*Extracted text*.
Dysphagia is a common finding for patients being treated at rehabilitation facilities. Diseases of the central nervous system including stroke, Parkinson's disease and traumatic head injury are well-known causes of dysphagia.8
Other causes include structural lesions such as: a tumor, Zenker's diverticulum, congenital laryngeal web and thyroid hyperplasia, psychological problems, fibrosis due to radiation, and surgery involving the head and neck.5
In one study regarding the incidence of aspiration in acute stage stroke patients, an evaluation with a video fluoroscopic swallowing study showed aspiration in 51% of patients directly after the onset, 27% after one week and 8% after six months.8
This implies that dysphagia improves as time passes.8
Moreover, dysphagia in patients with stroke involving bilateral hemispheres is reported to be more severe and requires a longer period of time for recovery than stroke involving the unilateral hemisphere.8
In this case of unilateral stroke, dysphagia showed no improvement even after ten weeks. Therefore, although the patient had a definite history of stroke, other causes of dysphagia should be taken into consideration.
The retropharyngeal space is bordered anteriorly by pharyngeal muscle and fascia, and posteriorly by prevertebral fascia.9
This space includes no anatomically significant structures other than lymph nodes. These lymph nodes receive most lymphatic fluid from the head and neck, and degenerate after six years of age.10
Therefore there is a decreased incidencs of retropharyngeal abscess in adults. On the other hand, unlike adults, even healthy children are prone to a retropharyngeal abscess occurrence caused by upper respiratory infection, otitis media, pharyngitis and sinusitis. In adults, a retropharyngeal abscess usually occurs after dental treatment, trauma, swallowing of a foreign body, or are accompanied by underlying diseases leading to an immunocompromised state such as diabetes mellitus, malignant tumor and alcoholism.7
In this case, the patient had a history of diabetes mellitus, but the blood glucose level was well controlled, and there was no remarkable evidence of an immune disorder. Moreover, there were no predisposing factors like swallowing of a foreign body or surgical trauma such as a tracheostomy. Although surgery was performed for intracerebral hemorrhage, there were no signs of wound infection. In summary, there were no definite preceding causes for retropharyngeal abscess.

*Work instructions*.
1) Restate the paragraph of the dysphagia case discussion that begins "In this case, the patient had a history of diabetes mellitus" as a short bulleted list that keeps its main facts.
2) Carry on the dysphagia case discussion, starting right after its last sentence.

[Records from a data collection]
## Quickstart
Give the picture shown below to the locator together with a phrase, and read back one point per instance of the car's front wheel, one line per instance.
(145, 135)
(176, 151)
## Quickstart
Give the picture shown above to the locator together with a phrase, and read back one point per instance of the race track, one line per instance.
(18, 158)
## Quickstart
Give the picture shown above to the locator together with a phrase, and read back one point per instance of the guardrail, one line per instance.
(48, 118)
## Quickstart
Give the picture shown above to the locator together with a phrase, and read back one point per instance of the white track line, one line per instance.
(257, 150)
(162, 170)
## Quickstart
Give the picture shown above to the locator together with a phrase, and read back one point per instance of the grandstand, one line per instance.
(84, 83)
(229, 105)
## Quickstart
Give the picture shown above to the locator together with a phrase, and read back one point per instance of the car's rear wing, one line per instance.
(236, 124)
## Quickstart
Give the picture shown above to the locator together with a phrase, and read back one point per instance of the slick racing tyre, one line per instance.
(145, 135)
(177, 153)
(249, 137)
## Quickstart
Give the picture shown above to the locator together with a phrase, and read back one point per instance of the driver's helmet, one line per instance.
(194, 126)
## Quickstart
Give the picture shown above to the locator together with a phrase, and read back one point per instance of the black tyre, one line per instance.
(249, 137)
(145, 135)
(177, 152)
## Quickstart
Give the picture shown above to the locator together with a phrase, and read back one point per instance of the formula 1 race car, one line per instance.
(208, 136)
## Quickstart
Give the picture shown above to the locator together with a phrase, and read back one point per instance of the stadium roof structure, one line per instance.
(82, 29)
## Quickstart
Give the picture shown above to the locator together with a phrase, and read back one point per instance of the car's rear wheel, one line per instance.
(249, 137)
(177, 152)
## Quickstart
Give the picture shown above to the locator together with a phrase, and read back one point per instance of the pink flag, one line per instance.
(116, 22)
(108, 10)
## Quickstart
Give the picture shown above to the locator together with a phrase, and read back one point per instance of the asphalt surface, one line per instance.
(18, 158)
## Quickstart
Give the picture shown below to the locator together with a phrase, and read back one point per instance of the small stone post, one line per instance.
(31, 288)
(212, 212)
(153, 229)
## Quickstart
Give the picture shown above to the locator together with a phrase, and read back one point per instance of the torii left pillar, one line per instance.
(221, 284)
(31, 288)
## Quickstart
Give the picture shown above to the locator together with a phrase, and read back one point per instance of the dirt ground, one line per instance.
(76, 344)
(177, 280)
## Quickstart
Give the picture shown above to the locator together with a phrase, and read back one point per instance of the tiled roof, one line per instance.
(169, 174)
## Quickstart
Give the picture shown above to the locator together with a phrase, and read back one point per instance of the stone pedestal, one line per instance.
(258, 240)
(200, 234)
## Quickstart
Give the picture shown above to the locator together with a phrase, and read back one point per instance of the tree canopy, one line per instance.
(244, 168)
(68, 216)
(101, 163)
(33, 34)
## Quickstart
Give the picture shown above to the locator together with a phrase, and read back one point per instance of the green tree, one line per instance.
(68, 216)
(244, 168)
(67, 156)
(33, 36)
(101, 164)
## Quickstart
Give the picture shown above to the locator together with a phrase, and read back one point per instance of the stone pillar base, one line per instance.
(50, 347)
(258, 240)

*Answers for this exercise*.
1)
- The patient had diabetes mellitus, but blood glucose was well controlled and there was no remarkable evidence of an immune disorder.
- There were no predisposing factors such as swallowing a foreign body or surgical trauma like a tracheostomy.
- The patient had surgery for intracerebral hemorrhage, but there were no signs of wound infection.
- No definite preceding cause for the retropharyngeal abscess was found.

2)
Possible symptoms caused by retropharyngeal abscess in adults include sore throat, dysphagia, cervical pain and rarely, airway obstruction. On diagnostic methods, a laryngoscopy may show normal results. Therefore lateral cervical X-ray imaging should be taken for the evaluation of retropharyngeal edema, and if a suspicious lesion is identified, a cervical CT or MRI examination must be performed in order to confirm the presence of an abscess and moreover, the predisposing factors.8
In this case, the patient had dysphagia and cervical pain. Retropharyngeal edema was identified on video fluoroscopic swallowing study performed for the purpose of evaluating dysphagia. Abnormal findings were present on laryngoscopy as well, and a cervical CT and MRI were carried out.
The causing organisms commonly reported are: group A β-hemolytic streptococci and staphylococcus aureus. Since gram negative bacilli and Mycobacterium tuberculosis could also be the causing organisms, a culture study along with additional examination for tuberculosis should be taken into consideration. Until the exact causing organism is verified, administration of broad-spectrum antibiotics is recommended.7
In this case, staphylococcus aureus was identified by culture study, and spondylitis was associated, which improved after the administration of intravenous Cefazolin 2 g every eight hours for eight weeks.
We presented a case of dysphagia caused by retropharyngeal abscess, rarely reported in adults to this day.